> **EXERCISE DETAILS**: Copy the records out again in full, keeping them identical.

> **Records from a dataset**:
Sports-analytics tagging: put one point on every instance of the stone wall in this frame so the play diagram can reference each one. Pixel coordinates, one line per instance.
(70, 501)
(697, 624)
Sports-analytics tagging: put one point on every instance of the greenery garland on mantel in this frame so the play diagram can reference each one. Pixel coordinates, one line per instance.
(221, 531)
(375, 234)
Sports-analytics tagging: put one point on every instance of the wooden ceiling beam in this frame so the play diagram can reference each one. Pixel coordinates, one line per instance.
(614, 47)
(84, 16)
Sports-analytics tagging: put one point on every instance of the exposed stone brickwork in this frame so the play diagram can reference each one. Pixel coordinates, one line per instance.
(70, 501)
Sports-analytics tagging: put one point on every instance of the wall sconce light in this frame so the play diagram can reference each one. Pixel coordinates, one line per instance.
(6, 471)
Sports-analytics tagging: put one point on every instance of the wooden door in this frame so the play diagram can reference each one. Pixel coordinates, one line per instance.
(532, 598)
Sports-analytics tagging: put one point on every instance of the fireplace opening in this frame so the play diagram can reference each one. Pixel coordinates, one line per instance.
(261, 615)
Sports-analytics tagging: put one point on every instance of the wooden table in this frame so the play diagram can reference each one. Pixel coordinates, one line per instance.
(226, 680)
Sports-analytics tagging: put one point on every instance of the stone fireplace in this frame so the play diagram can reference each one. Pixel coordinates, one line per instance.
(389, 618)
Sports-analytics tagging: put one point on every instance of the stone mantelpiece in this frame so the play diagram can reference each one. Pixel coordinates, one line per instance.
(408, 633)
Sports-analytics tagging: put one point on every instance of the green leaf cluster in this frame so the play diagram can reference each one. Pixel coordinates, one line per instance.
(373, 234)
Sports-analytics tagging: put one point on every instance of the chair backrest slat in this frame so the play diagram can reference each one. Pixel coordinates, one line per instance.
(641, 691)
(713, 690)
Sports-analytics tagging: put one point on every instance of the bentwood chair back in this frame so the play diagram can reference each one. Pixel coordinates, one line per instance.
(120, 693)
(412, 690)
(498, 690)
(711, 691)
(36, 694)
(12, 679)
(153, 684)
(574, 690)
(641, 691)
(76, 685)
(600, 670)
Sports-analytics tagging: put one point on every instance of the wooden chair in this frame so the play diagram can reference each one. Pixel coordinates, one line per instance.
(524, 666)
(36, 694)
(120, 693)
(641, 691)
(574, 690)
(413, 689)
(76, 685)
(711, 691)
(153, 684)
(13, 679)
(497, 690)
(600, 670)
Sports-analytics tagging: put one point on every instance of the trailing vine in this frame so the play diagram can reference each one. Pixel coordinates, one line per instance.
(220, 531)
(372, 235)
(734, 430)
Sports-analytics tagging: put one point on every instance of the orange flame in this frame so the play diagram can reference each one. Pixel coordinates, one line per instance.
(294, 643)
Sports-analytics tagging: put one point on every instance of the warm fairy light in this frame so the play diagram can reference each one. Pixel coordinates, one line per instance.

> **EXERCISE ANSWER**:
Sports-analytics tagging: put one point on every instance of the stone wall in this frame so the play diagram can reference each one. Pixel coordinates, one line per instance.
(70, 501)
(697, 624)
Sports-analytics tagging: put one point on every instance of the greenery garland on mantel in this frame so the play diagram can reference each one. Pixel coordinates, one line per instance.
(221, 531)
(375, 234)
Sports-analytics tagging: put one point on every instance of the wooden ceiling beam in this frame so the play diagram can reference each one. Pixel coordinates, one line per instance.
(614, 47)
(84, 16)
Sports-analytics tagging: put one point on every instance of the exposed stone brickwork in this frame so the play diagram can reference each one. Pixel coordinates, one line per instance.
(70, 501)
Sports-analytics tagging: put one point on every instance of the wall sconce light in this frame so the play diagram can reference each one. Pixel coordinates, one line per instance.
(6, 471)
Sports-analytics tagging: put one point on every instance of the wooden door in this frame so the play diagram can reference each one. Pixel coordinates, one line per instance.
(532, 598)
Sports-analytics tagging: put one point on every instance of the fireplace opening in this frame so the play diagram can reference each one. Pixel coordinates, one line per instance.
(261, 615)
Sports-analytics tagging: put one point on every instance of the wooden table in this frame so the play diagram can reference each one. Pixel coordinates, one line per instance.
(226, 680)
Sports-analytics tagging: put one point on every instance of the stone fireplace in this frame so the play diagram can reference each one. Pixel coordinates, one line per instance.
(389, 618)
Sports-analytics tagging: put one point on every instance of the stone mantelpiece in this frame so the play diagram can reference each one. Pixel coordinates, one line per instance.
(408, 633)
Sports-analytics tagging: put one point on every instance of the green leaf cluster in this frame so the play diagram can reference each one. Pixel coordinates, one line per instance.
(373, 234)
Sports-analytics tagging: put one point on every instance of the chair backrest slat in this frame so the play diagram can reference each one. Pixel coordinates, one line per instance.
(641, 691)
(713, 690)
Sports-analytics tagging: put one point on every instance of the bentwood chair back in this frame so the play diagram can reference each one. Pixel coordinates, one line per instance.
(120, 693)
(412, 690)
(498, 690)
(711, 691)
(36, 694)
(12, 679)
(153, 684)
(574, 690)
(641, 691)
(76, 685)
(600, 670)
Sports-analytics tagging: put one point on every instance of the wooden chair in this frame so the play diagram can reference each one. Pixel coordinates, one line per instance.
(524, 666)
(36, 694)
(120, 693)
(641, 691)
(574, 690)
(413, 689)
(76, 685)
(711, 691)
(153, 684)
(13, 679)
(497, 690)
(600, 670)
Sports-analytics tagging: put one point on every instance of the trailing vine in this frame so the play diagram can reference each one. Pixel coordinates, one line per instance.
(220, 531)
(372, 235)
(734, 430)
Sports-analytics tagging: put one point on every instance of the orange flame in this frame so the play diagram can reference each one. Pixel coordinates, one line per instance.
(294, 643)
Sports-analytics tagging: put one point on every instance of the warm fairy light in this frame so the play diagram can reference each one. Pixel coordinates, one line per instance.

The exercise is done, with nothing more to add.